• SUPPLIED DATA
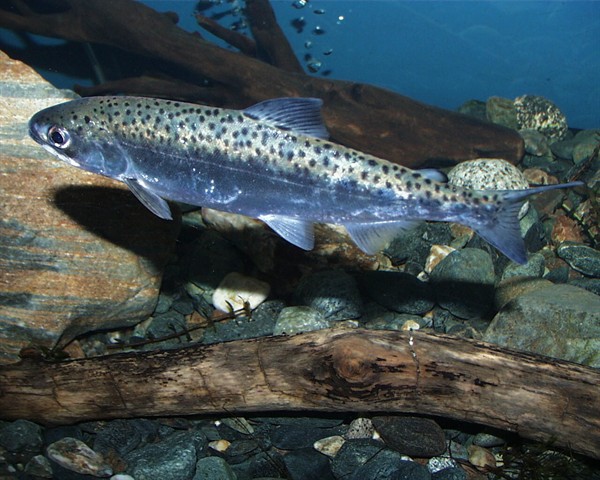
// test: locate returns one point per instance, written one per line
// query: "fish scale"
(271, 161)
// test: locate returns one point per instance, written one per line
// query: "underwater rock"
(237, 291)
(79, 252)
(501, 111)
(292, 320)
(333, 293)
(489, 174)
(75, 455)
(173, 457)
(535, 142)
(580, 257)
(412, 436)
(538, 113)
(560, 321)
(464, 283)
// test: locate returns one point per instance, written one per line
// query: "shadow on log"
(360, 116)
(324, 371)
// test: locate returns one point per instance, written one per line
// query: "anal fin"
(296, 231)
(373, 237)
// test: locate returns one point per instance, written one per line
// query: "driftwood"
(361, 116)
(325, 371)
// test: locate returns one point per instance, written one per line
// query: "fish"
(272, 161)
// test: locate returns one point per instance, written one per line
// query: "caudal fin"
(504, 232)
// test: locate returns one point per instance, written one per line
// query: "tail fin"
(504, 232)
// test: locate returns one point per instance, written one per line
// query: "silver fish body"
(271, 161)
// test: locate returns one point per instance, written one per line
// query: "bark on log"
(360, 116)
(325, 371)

* * *

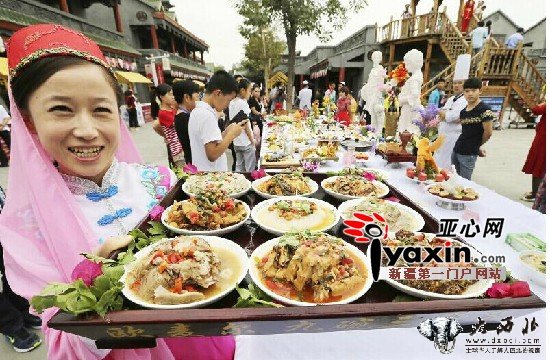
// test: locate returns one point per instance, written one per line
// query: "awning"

• TASK OBJECTIVE
Return every line of the material above that contains the string "query", copying each such line in full. Treat uppercase and lowercase letters as distinct when matching.

• CORRECT RESPONSE
// query: "fish scale"
// query: "underwater rock"
// query: "shadow on log"
// query: "anal fin"
// query: "driftwood"
// query: "fish"
// query: "caudal fin"
// query: "tail fin"
// query: "silver fish body"
// query: "bark on log"
// query: "awning"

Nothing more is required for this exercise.